Stress Awareness Month is held every April, since 1992 – in the aim to raise public awareness of the topic surrounding the causes and cures for our modern stress epidemic.

Although the understanding around mental health has improved - it’s still not given the exposure it needs. Statistics from the Mental Health Foundation show that 74% of UK adults have felt vulnerable over the past year and have felt subjected to excessive amounts of stress that they are unable to cope with.

How big is the issue?

Across the UK – vast quantities of communities are having to endure high levels of stress that’s harmful to our health due to a reduction in public funding.

Left untreated, it can cause major mental health problems, for instance anxiety and depression. It can also incur physical health problems such as heart disease, problems with our immune system, insomnia and digestive problems.

If you think you might be suffering from stress, hopefully this blog can encourage you to understand what is causing your stress and provide you with some helpful tips on how to aid it – from the Stress Management Society.

Five steps to combatting stress

Let’s talk – collectively we can beat the stigma that surrounds stress by discussing the topic freely with friends, family and colleagues. Don’t be afraid, you won’t be alone.

Give and receive – expressing your coping mechanisms might help someone else as well as lifting a weight off your shoulders. This way you can also receive feedback on how you can improve your approach to stressful scenarios.

Be kind – acknowledge that people around you could be suffering with stress and anxiety, so try and treat others with compassion and empathy. It could not only make you feel better – but the people around you too.

Find your calling – discover your purpose. Acquiring time out of your day to unwind or doing something that you appreciate, will help to increase your mood massively. Focus on this, to deter all your negative thoughts.

Better well-being – eat well and exercise even when stressed. Science has presented findings that physically active people have lower rates of anxiety and depression than sedentary people. It’s been identified that it may help mental health by helping the brain cope better with stress.

◇ ◇ ◇ ◇ ◇

> **Task brief**:
According to the article on stress, why should a person keep eating well and exercising even while stressed? Reply in one to three sentences. The items that come next are separate material with no connection to the article on stress.

◇ ◇ ◇ ◇ ◇

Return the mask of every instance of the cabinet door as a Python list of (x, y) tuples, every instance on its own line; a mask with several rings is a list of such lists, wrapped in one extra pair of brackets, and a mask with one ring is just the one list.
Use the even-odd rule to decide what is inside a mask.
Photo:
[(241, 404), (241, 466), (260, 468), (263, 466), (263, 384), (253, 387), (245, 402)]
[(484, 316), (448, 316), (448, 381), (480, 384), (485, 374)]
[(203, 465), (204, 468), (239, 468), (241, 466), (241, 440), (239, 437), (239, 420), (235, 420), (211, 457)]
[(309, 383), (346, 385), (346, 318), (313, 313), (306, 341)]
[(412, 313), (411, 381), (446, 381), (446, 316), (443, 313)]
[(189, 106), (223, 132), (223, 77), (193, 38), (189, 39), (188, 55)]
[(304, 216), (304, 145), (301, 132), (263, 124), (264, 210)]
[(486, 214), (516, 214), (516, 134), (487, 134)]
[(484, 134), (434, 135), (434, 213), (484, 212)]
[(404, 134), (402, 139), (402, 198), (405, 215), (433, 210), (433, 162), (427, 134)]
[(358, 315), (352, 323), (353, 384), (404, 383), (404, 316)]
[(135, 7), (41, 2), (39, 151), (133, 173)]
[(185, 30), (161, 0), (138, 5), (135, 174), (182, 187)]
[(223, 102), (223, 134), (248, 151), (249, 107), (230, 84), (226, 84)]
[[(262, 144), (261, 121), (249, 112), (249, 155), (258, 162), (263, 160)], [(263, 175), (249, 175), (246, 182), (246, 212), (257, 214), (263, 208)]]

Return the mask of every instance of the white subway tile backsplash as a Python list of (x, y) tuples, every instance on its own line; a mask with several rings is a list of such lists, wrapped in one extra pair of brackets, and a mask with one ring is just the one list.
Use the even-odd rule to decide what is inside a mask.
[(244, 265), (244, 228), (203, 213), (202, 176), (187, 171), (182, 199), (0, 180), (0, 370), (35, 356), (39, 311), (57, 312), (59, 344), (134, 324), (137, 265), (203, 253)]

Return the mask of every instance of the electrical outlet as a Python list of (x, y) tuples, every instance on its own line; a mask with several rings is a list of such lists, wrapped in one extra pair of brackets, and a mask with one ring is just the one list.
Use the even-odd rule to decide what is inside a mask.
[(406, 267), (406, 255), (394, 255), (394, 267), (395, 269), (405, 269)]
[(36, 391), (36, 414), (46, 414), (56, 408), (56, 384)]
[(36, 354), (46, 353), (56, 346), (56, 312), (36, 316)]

◇ ◇ ◇ ◇ ◇

> **Completed exercise**:
Science has found that physically active people have lower rates of anxiety and depression than sedentary people. Exercise may also help mental health by helping the brain cope better with stress.